>> BEGIN Dataset records

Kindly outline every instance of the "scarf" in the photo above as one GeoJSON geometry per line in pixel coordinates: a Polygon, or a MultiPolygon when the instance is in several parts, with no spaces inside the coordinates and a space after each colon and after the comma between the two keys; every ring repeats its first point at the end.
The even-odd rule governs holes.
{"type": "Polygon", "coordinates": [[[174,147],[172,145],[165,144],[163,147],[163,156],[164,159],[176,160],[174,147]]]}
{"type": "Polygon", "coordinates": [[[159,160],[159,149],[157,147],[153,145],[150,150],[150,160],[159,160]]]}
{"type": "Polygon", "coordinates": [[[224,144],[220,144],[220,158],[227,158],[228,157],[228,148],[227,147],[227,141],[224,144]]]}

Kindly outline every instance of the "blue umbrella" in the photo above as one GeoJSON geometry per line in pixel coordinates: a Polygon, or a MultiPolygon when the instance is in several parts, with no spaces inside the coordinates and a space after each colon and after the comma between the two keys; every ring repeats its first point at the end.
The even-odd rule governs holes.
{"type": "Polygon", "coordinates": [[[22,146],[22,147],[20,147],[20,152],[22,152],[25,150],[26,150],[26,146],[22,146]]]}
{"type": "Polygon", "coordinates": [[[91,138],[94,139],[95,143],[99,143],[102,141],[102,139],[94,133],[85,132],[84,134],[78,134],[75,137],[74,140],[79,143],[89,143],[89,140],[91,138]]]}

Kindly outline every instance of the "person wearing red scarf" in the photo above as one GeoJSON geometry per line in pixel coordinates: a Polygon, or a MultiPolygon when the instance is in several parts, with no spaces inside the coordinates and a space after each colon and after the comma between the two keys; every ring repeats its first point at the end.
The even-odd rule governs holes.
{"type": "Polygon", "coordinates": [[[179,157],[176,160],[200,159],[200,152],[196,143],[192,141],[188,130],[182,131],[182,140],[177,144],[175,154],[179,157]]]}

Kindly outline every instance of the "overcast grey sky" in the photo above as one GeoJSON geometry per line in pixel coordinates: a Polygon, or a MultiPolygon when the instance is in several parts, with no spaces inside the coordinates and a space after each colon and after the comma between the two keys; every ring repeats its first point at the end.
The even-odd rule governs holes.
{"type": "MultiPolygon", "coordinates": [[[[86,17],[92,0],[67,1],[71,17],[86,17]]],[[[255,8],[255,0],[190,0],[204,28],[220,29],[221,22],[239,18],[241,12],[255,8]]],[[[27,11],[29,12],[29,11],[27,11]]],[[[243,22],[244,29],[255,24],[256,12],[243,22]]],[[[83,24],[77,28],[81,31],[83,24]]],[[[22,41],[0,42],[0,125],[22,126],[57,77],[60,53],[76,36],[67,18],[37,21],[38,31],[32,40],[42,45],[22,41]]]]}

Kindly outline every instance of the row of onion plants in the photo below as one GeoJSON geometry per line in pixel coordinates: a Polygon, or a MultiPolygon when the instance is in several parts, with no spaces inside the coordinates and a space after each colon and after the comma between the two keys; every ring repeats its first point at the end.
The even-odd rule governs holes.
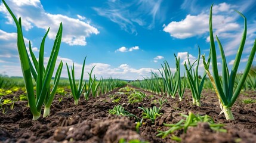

>> END Dataset records

• [What needs to be done] Copy the material word for word, starting at the line that has "Kindly outline every instance of the row" and stopping at the end of the material. Leave the picture out of your answer.

• [Answer for the task]
Kindly outline every instance of the row of onion plants in the photo below as one GeoJSON geometry per line in pixel coordinates: a Polygon, or a MultiPolygon when the instance is in several parts, with no spaces inside the coordinates and a space after each colon and after the comma between the two keys; every ring repeats its first point at the end.
The even-odd rule governs holes.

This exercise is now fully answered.